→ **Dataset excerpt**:
== == ==

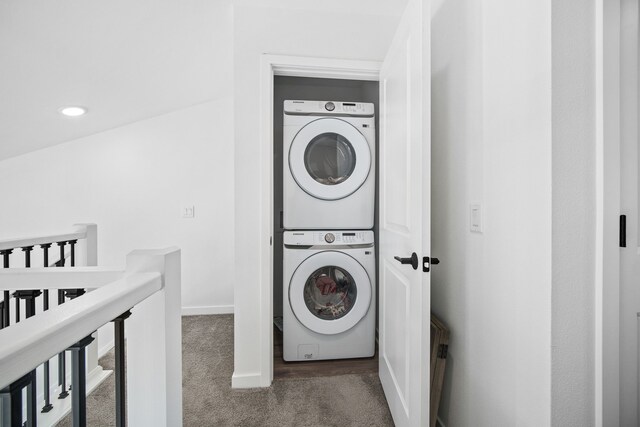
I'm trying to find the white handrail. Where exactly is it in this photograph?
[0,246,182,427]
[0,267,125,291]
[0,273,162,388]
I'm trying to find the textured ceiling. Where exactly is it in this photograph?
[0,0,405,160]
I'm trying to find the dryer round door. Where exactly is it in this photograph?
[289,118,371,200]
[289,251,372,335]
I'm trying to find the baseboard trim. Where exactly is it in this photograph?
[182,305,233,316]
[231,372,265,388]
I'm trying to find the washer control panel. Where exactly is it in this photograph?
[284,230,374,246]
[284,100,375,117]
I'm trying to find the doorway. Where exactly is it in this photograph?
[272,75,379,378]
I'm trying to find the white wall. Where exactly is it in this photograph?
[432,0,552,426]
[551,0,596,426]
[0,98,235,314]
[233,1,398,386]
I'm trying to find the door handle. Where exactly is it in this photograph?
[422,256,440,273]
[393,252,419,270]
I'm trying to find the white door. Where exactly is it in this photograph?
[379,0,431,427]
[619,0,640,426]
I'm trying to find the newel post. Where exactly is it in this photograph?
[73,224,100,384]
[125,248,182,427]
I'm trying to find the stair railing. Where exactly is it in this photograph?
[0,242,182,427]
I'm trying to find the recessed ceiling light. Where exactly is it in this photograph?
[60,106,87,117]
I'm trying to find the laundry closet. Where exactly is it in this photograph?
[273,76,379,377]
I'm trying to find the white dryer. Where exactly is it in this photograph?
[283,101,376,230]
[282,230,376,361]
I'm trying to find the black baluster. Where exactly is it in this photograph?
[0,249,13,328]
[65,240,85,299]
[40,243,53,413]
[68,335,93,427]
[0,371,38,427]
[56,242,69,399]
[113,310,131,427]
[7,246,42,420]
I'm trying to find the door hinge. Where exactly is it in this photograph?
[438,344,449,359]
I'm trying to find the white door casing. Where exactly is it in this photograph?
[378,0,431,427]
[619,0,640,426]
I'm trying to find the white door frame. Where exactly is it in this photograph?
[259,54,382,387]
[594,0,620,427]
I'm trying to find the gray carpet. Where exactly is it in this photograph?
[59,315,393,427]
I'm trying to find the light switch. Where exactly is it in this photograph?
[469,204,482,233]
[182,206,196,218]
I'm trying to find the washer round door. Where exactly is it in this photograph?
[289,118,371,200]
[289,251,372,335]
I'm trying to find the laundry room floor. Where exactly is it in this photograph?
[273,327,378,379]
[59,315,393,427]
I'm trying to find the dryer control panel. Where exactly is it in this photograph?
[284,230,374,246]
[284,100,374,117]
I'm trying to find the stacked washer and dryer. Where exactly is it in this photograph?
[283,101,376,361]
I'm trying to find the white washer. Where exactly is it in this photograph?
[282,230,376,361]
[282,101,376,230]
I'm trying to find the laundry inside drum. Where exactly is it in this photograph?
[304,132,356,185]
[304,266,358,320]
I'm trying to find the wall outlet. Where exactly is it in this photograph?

== == ==

→ **Written exercise**:
Put the lines above into a Markdown table with two columns, Number and Text, numbering each line and skipping any blank ones. Leave the pictures out.

→ **Answer below**:
| Number | Text |
|---|---|
| 1 | I'm trying to find the white handrail. Where exactly is it in this photograph? |
| 2 | [0,246,182,427] |
| 3 | [0,267,125,291] |
| 4 | [0,273,162,388] |
| 5 | I'm trying to find the textured ceiling. Where exactly is it in this photograph? |
| 6 | [0,0,405,160] |
| 7 | I'm trying to find the dryer round door. Where exactly is it in this photograph? |
| 8 | [289,118,371,200] |
| 9 | [289,251,372,335] |
| 10 | I'm trying to find the baseboard trim. Where exactly is it in this photograph? |
| 11 | [182,305,233,316] |
| 12 | [231,372,265,388] |
| 13 | I'm trying to find the washer control panel. Where exactly is it in this photograph? |
| 14 | [284,230,374,246] |
| 15 | [284,100,375,117] |
| 16 | I'm trying to find the doorway. Where exactly is it in this photograph? |
| 17 | [272,75,379,378] |
| 18 | I'm trying to find the white wall. Where exactly is it in this photograph? |
| 19 | [432,0,552,426] |
| 20 | [551,0,596,426] |
| 21 | [0,98,235,314] |
| 22 | [233,1,398,386] |
| 23 | I'm trying to find the door handle. Where exactly is it in this photograph? |
| 24 | [422,256,440,273] |
| 25 | [393,252,419,270] |
| 26 | I'm trying to find the white door. Where exactly is it in this photograph? |
| 27 | [379,0,431,427] |
| 28 | [619,0,640,426] |
| 29 | I'm trying to find the newel post. Where exactly is it in this photograph? |
| 30 | [73,224,100,384] |
| 31 | [125,248,182,427] |
| 32 | I'm trying to find the stair railing. Where exactly is it in this photograph? |
| 33 | [0,242,182,427] |
| 34 | I'm trying to find the recessed ceiling light. Where exactly is it in this photograph? |
| 35 | [60,106,87,117] |
| 36 | I'm trying to find the laundry closet. Where exactly is it in this photograph? |
| 37 | [273,76,379,377] |
| 38 | I'm trying to find the white dryer. Where exactly is it in this photograph? |
| 39 | [283,101,376,230] |
| 40 | [282,230,376,361] |
| 41 | I'm trying to find the black baluster. Where exactly is it in this photograph? |
| 42 | [0,249,13,328] |
| 43 | [65,240,85,299] |
| 44 | [40,243,53,413] |
| 45 | [68,335,93,427] |
| 46 | [0,371,38,427] |
| 47 | [56,242,69,399] |
| 48 | [113,310,131,427] |
| 49 | [7,246,42,420] |
| 50 | I'm trying to find the door hinge. Where exactly is it in this photograph? |
| 51 | [438,344,449,359] |
| 52 | I'm trying to find the white door casing. Where exactly is it in this photograph? |
| 53 | [378,0,431,427] |
| 54 | [619,0,640,426] |
| 55 | I'm trying to find the white door frame. Where exactly is it in this photograph? |
| 56 | [259,54,382,387] |
| 57 | [594,0,620,427] |
| 58 | I'm trying to find the gray carpet. Where exactly is it in this photograph? |
| 59 | [59,315,393,427] |
| 60 | I'm trying to find the light switch. Where exactly is it in this photograph? |
| 61 | [469,204,482,233] |
| 62 | [182,206,196,218] |
| 63 | I'm trying to find the washer round door. Where exactly is it in this photograph? |
| 64 | [289,118,371,200] |
| 65 | [289,251,372,335] |
| 66 | I'm trying to find the laundry room floor. Where exactly is it in this photograph? |
| 67 | [273,327,378,379] |
| 68 | [59,315,393,427] |
| 69 | I'm trying to find the dryer control panel. Where exactly is it in this photograph? |
| 70 | [284,230,374,246] |
| 71 | [284,100,374,117] |
| 72 | I'm trying to find the stacked washer and dryer. Where exactly is it in this photograph? |
| 73 | [283,101,376,361] |
| 74 | I'm trying to find the white washer. Where exactly is it in this photograph? |
| 75 | [282,230,376,361] |
| 76 | [282,101,376,230] |
| 77 | I'm trying to find the laundry inside drum. Where exactly is it in this photograph? |
| 78 | [304,132,356,185] |
| 79 | [304,266,358,320] |
| 80 | I'm trying to find the wall outlet. Where exactly is it in this photograph? |